▶ **Apply what you read**:
(1) Write out the part of the page on agents that act starting with "A chat agent" and going on through "them the keys.".
(2) For each statement, say yes or no to whether it agrees with the page on agents that act, and quote the words from the page that decide it: (a) Family Manager's assistant drafts calendar events and to-dos from a family's forwarded email; (b) a capability marked Roadmap is already shipping behind a flag; (c) a chat agent that only returns text needs little governance.

Reference Architecture: agents that act

A chat agent that only returns text needs little governance. An agent that acts — writes files, sends email, spends money, or reads private data — needs budgets, approvals, an audit trail, privacy controls, and safe execution. Curate-Me provides those as infrastructure, so you can let agents do real work without handing them the keys.

Family Manager — a consumer app built on Curate-Me — is the reference implementation of this layer. It forwards a family’s email to an assistant that drafts calendar events and to-dos, and nothing is written without a human approving it. Every control it relies on is the same control a team running acting agents would use.

This page is honest about maturity. Each capability is marked GA (enforced in production today), Beta (shipping, behind a flag), or Roadmap (planned, not a shipped control). We would rather under-claim.

▶ **Exercise data**:

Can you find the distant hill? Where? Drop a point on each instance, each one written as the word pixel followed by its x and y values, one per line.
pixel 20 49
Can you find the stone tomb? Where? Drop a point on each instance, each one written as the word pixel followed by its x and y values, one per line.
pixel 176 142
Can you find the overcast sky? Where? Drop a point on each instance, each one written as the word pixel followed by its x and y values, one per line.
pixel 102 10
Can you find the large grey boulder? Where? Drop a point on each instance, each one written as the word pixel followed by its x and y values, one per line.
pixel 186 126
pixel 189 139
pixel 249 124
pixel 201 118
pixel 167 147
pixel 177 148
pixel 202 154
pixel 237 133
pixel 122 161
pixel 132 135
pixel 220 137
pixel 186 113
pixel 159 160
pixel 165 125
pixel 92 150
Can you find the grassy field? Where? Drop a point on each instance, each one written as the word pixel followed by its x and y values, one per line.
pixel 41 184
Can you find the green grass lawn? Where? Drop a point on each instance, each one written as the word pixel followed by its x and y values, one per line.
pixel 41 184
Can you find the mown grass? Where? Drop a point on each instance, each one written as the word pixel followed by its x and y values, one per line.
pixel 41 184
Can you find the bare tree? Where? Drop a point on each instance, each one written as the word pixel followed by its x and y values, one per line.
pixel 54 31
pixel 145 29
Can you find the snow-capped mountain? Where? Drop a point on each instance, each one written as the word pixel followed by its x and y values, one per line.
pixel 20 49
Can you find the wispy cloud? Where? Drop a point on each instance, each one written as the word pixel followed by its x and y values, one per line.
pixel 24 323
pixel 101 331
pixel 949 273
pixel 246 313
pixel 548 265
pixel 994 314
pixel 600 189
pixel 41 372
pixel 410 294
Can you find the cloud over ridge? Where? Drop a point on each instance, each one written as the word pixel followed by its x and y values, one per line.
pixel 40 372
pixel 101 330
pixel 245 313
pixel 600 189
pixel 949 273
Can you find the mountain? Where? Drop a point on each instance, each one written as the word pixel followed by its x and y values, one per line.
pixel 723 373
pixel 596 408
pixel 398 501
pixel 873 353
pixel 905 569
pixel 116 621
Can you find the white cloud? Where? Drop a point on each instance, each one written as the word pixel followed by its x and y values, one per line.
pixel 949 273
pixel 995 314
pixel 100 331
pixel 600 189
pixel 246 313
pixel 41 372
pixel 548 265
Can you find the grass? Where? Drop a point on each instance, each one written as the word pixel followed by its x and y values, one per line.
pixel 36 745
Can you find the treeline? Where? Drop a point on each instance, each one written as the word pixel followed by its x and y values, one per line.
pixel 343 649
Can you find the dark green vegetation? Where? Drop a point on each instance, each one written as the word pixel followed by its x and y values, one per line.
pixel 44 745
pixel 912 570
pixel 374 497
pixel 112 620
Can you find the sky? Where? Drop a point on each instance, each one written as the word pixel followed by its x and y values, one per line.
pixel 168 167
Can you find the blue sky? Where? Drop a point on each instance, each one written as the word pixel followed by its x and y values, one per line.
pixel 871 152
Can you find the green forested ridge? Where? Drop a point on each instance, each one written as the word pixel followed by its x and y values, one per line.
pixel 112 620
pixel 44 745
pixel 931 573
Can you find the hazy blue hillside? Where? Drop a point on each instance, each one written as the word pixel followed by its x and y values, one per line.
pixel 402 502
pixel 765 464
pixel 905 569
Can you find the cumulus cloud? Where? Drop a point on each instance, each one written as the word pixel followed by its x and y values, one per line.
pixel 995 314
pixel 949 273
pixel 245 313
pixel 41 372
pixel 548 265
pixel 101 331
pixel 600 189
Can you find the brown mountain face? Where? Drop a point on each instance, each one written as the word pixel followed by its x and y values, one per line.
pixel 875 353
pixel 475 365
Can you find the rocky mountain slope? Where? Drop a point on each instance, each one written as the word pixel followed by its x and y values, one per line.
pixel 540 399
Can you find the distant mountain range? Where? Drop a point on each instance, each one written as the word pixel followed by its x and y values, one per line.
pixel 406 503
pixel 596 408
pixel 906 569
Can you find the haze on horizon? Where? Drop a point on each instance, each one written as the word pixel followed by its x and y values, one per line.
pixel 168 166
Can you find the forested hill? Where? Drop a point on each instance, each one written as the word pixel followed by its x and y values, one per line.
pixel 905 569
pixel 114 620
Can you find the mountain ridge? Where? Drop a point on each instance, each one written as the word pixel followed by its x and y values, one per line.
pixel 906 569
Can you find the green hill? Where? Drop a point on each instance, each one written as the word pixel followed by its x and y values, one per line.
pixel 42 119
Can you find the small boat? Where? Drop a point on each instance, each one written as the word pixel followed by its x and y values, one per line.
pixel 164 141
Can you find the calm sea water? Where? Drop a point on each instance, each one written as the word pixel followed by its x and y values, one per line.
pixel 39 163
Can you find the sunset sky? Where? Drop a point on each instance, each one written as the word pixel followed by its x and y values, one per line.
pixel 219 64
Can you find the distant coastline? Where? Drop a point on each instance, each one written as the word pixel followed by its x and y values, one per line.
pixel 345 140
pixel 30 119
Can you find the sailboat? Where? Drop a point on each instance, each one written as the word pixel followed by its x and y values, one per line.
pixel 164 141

▶ **Solution set**:
(1)
A chat agent that only returns text needs little governance. An agent that acts — writes files, sends email, spends money, or reads private data — needs budgets, approvals, an audit trail, privacy controls, and safe execution. Curate-Me provides those as infrastructure, so you can let agents do real work without handing them the keys.

(2)
(a) Yes: "It forwards a family’s email to an assistant that drafts calendar events and to-dos"
(b) No: "Roadmap (planned, not a shipped control)"
(c) Yes: "A chat agent that only returns text needs little governance."